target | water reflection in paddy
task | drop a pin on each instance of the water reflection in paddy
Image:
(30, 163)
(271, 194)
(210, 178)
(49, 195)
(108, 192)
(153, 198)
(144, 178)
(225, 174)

□ □ □

(WHAT TO WORK ON):
Rewrite the rows above as a numbered list, leaving out any blank lines.

(FINAL ANSWER):
1. target | water reflection in paddy
2. task | drop a pin on each instance of the water reflection in paddy
3. Image:
4. (30, 163)
5. (271, 194)
6. (210, 178)
7. (49, 195)
8. (108, 192)
9. (153, 198)
10. (144, 178)
11. (225, 174)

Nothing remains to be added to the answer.